** start of GIVEN INFORMATION **
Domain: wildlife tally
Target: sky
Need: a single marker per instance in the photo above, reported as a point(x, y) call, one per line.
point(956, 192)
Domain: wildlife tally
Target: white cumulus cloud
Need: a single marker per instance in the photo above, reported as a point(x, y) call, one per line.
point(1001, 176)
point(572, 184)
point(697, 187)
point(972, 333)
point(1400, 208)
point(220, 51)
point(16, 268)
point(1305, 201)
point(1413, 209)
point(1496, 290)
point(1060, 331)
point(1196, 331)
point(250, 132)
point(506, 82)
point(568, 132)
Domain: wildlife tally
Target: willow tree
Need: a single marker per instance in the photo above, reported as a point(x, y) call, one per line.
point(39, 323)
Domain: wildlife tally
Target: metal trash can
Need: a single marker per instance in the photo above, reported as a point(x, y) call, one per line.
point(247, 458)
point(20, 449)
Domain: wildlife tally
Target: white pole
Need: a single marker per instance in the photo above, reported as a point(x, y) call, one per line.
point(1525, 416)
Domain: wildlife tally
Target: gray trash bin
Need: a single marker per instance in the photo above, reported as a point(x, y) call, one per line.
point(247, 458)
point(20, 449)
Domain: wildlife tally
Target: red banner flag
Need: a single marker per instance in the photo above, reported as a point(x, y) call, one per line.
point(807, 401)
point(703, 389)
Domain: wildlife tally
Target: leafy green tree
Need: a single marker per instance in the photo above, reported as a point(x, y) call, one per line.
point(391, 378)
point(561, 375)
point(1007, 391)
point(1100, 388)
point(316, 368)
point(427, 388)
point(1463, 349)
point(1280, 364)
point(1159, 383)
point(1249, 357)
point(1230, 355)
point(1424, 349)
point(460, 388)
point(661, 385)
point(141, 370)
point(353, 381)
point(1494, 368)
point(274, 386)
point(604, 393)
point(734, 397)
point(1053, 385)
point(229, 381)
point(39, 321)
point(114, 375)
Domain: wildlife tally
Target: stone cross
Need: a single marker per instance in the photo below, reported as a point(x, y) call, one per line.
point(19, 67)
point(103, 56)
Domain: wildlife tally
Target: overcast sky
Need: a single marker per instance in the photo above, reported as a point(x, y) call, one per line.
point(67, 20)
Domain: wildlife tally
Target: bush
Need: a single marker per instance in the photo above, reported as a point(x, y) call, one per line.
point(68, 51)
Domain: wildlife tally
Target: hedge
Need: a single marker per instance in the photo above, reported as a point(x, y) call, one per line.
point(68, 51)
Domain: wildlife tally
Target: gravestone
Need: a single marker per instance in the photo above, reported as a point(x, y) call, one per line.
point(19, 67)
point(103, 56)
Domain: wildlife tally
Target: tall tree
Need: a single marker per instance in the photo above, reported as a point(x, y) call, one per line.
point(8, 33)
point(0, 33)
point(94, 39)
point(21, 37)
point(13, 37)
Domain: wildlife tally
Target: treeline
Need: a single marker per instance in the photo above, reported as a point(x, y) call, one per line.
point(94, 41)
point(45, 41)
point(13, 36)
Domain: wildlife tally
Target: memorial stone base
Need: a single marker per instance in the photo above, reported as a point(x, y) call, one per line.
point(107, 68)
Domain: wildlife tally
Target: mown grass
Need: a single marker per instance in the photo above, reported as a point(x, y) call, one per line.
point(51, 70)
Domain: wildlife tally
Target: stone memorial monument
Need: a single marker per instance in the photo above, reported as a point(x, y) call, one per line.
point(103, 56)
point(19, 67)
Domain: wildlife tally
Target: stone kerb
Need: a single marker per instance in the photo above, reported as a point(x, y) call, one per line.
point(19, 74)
** end of GIVEN INFORMATION **
__WHAT YOU SHOULD DO__. Output all of the material exactly as written.

__TASK ANSWER__.
Domain: wildlife tally
Target: sky
Need: a single marker per instance in the photo above, reported as a point(x, y) call, one per line.
point(956, 192)
Domain: wildlife tally
Target: white cumulus cloud
Need: a single marker per instance in the photo above, reported as a point(x, y) call, one per line.
point(1001, 176)
point(572, 184)
point(697, 187)
point(972, 333)
point(1400, 208)
point(220, 51)
point(16, 268)
point(1305, 201)
point(1413, 209)
point(1496, 290)
point(1060, 331)
point(1196, 331)
point(250, 132)
point(506, 82)
point(568, 132)
Domain: wildlife tally
Target: willow tree
Need: a single marker per instance in the photo above, reported as a point(x, y) call, one per line.
point(39, 323)
Domain: wildlife tally
Target: metal trash can
Need: a single marker per instance in the photo above, reported as a point(x, y) call, one per line.
point(247, 458)
point(20, 449)
Domain: wildlife tally
Target: white pole
Need: a single marker per instance in the photo above, reported as a point(x, y) call, one per line.
point(1525, 416)
Domain: wildlife tally
Target: gray trash bin
Need: a single marker per instance in the photo above, reported as a point(x, y) call, one per line.
point(247, 458)
point(20, 449)
Domain: wildlife tally
Target: red banner flag
Need: a single marker per instance in the photo above, reported as a point(x, y) call, one per line.
point(807, 401)
point(703, 389)
Domain: wildlife tally
Target: leafy green tree
Need: a single marker per instance in the photo above, reported as a point(x, y) call, one per line.
point(391, 378)
point(561, 375)
point(1007, 391)
point(1100, 388)
point(316, 368)
point(427, 388)
point(1463, 349)
point(1280, 364)
point(1159, 383)
point(1249, 357)
point(1230, 355)
point(1424, 349)
point(460, 388)
point(661, 385)
point(141, 370)
point(353, 381)
point(1494, 368)
point(274, 386)
point(604, 393)
point(734, 397)
point(1053, 385)
point(229, 381)
point(39, 321)
point(114, 375)
Domain: wildlife tally
Target: stone cross
Need: a single marker per instance in the photo below, reported as a point(x, y) call, one per line.
point(19, 67)
point(103, 56)
Domain: wildlife tally
Target: overcast sky
Need: a single marker per instance in the photo above, reported as a point(x, y) call, one per line.
point(67, 20)
Domain: wildlife tally
Target: bush
Need: a single marker per instance in the photo above, reported as a point(x, y) call, one per line.
point(68, 51)
Domain: wildlife tally
Target: hedge
Need: a single marker per instance in the photo above, reported as a point(x, y) call, one per line.
point(68, 51)
Domain: wildlife tally
Target: gravestone
Need: a single marker per instance in the photo above, reported as a point(x, y) call, one per line.
point(19, 67)
point(103, 56)
Domain: wildlife tally
Target: tall tree
Need: a single marker per instance in the photo above, reported as a point(x, y) call, one per line.
point(8, 33)
point(0, 33)
point(94, 39)
point(21, 37)
point(13, 37)
Domain: wildlife tally
Target: treeline
Need: a single marker per instance in the photo above, reported as a point(x, y) call, one per line.
point(94, 41)
point(45, 41)
point(13, 36)
Domain: wildlife tally
Target: memorial stone base
Need: a single marker per instance in the photo above, reported as a point(x, y) call, one per line.
point(107, 68)
Domain: wildlife tally
Target: mown grass
Need: a single marker per instance in the photo above, reported as a point(x, y) call, one per line.
point(51, 70)
Domain: wildlife tally
Target: stone memorial monument
Need: a single marker per instance in the photo above, reported as a point(x, y) call, one per line.
point(103, 56)
point(19, 67)
Domain: wildlife tally
Target: stone kerb
Need: a single marker per instance in the photo above, reported as a point(x, y) call, one per line.
point(19, 74)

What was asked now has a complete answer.